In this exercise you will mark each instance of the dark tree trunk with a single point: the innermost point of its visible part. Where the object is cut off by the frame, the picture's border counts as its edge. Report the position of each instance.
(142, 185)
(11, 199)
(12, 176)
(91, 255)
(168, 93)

□ □ □ □ □ □ □

## [What to work on]
All the records, as written, must be given again.

## [Answer section]
In this exercise you will mark each instance of the dark tree trunk with a single point: the innermost point of its visible part. Where the object is cut off by the frame, the picture's border counts as its edge. Report the position of each instance.
(142, 185)
(11, 199)
(12, 176)
(91, 255)
(168, 93)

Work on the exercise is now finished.